A newly published study in the journal Matter describes the RNA pill.
A research team from MIT has developed a capsule containing RNA to administer vaccines, hoping to bypass the need for injections such vaccines usually require. They were able to deliver up to 150 micrograms of RNA into the stomach of pigs, an amount greater than the 30 to 100 micrograms of mRNA found in COVID-19 vaccines.
"Nucleic acids, in particular RNA, can be extremely sensitive to degradation particularly in the digestive tract. Overcoming this challenge opens up multiple approaches to therapy, including potential vaccination through the oral route," says Giovanni Traverso, the Karl van Tassel Career Development Assistant Professor of Mechanical Engineering at MIT and a gastroenterologist at Brigham and Women's Hospital.

● **RECORDS SUPPLIED**:
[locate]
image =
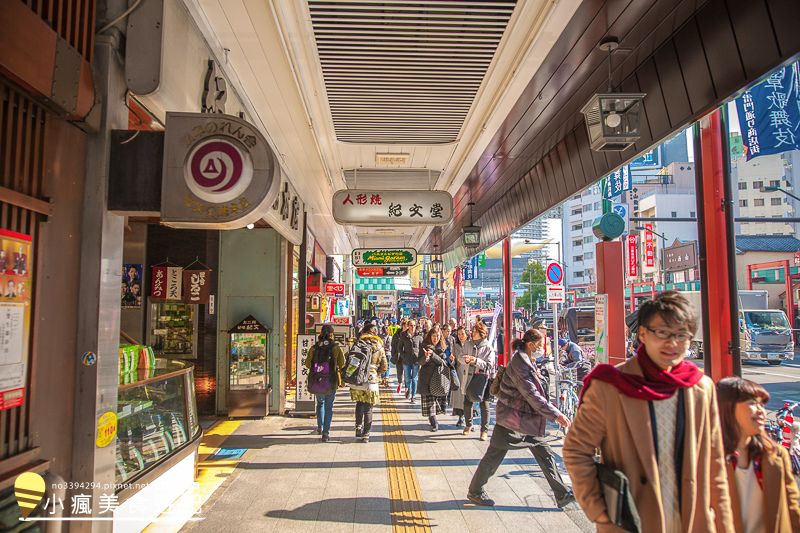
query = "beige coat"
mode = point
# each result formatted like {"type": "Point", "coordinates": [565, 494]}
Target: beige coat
{"type": "Point", "coordinates": [620, 427]}
{"type": "Point", "coordinates": [781, 508]}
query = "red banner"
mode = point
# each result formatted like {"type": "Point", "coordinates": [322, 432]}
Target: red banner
{"type": "Point", "coordinates": [159, 286]}
{"type": "Point", "coordinates": [633, 263]}
{"type": "Point", "coordinates": [196, 286]}
{"type": "Point", "coordinates": [334, 288]}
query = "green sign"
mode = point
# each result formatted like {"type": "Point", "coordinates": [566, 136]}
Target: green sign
{"type": "Point", "coordinates": [384, 257]}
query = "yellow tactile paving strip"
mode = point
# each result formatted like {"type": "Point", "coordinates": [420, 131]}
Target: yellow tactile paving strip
{"type": "Point", "coordinates": [408, 511]}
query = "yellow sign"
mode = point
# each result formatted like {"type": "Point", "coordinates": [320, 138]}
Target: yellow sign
{"type": "Point", "coordinates": [106, 429]}
{"type": "Point", "coordinates": [29, 489]}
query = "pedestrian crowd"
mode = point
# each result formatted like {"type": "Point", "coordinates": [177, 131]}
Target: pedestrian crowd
{"type": "Point", "coordinates": [655, 444]}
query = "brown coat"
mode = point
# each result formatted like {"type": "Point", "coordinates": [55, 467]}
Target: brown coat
{"type": "Point", "coordinates": [620, 427]}
{"type": "Point", "coordinates": [781, 508]}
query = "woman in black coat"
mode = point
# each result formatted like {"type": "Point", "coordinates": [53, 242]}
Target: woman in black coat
{"type": "Point", "coordinates": [434, 375]}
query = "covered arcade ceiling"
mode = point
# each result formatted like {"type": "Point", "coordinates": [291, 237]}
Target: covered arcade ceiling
{"type": "Point", "coordinates": [478, 98]}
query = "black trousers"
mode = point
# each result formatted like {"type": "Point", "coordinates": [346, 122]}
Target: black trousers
{"type": "Point", "coordinates": [503, 440]}
{"type": "Point", "coordinates": [364, 417]}
{"type": "Point", "coordinates": [468, 405]}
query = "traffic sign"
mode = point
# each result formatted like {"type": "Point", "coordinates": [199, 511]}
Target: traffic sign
{"type": "Point", "coordinates": [555, 294]}
{"type": "Point", "coordinates": [622, 210]}
{"type": "Point", "coordinates": [555, 274]}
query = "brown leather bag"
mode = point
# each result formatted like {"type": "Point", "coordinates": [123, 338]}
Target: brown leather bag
{"type": "Point", "coordinates": [494, 390]}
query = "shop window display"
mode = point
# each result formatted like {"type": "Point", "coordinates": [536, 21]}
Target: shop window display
{"type": "Point", "coordinates": [157, 413]}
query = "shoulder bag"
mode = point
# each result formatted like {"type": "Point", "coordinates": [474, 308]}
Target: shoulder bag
{"type": "Point", "coordinates": [616, 491]}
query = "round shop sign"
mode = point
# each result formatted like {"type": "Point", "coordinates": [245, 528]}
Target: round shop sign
{"type": "Point", "coordinates": [106, 429]}
{"type": "Point", "coordinates": [218, 170]}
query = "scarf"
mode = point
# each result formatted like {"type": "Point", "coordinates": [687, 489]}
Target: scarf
{"type": "Point", "coordinates": [656, 384]}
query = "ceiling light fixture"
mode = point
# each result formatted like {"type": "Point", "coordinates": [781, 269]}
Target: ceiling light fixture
{"type": "Point", "coordinates": [613, 120]}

● **USING THE INFORMATION**:
(a) Rename "pigs" as "swine" in the article on the RNA pill, giving the passage starting at "A newly published" and ending at "and Women's Hospital.".
(b) Write the next portion of the article on the MIT RNA pill, picking up after its final sentence.
The lines above are separate material, unconnected to the article on the RNA pill.

● **ANSWERS BY ITEM**:
(a)
A newly published study in the journal Matter describes the RNA pill.
A research team from MIT has developed a capsule containing RNA to administer vaccines, hoping to bypass the need for injections such vaccines usually require. They were able to deliver up to 150 micrograms of RNA into the stomach of swine, an amount greater than the 30 to 100 micrograms of mRNA found in COVID-19 vaccines.
"Nucleic acids, in particular RNA, can be extremely sensitive to degradation particularly in the digestive tract. Overcoming this challenge opens up multiple approaches to therapy, including potential vaccination through the oral route," says Giovanni Traverso, the Karl van Tassel Career Development Assistant Professor of Mechanical Engineering at MIT and a gastroenterologist at Brigham and Women's Hospital.

(b)
The capsule has been used previously to deliver solid drugs like insulin and liquid monoclonal antibodies into the stomach lining. To administer the nucleic acids found in RNA and DNA, the researchers paired them with protective nanoparticles and detected successful uptake of the RNA into the stomach cells.
"When you have systemic delivery through intravenous injection or subcutaneous injection, it's not very easy to target the stomach. We see this as a potential way to treat different diseases that are present in the gastrointestinal tract," said Alex Abramson Ph.D.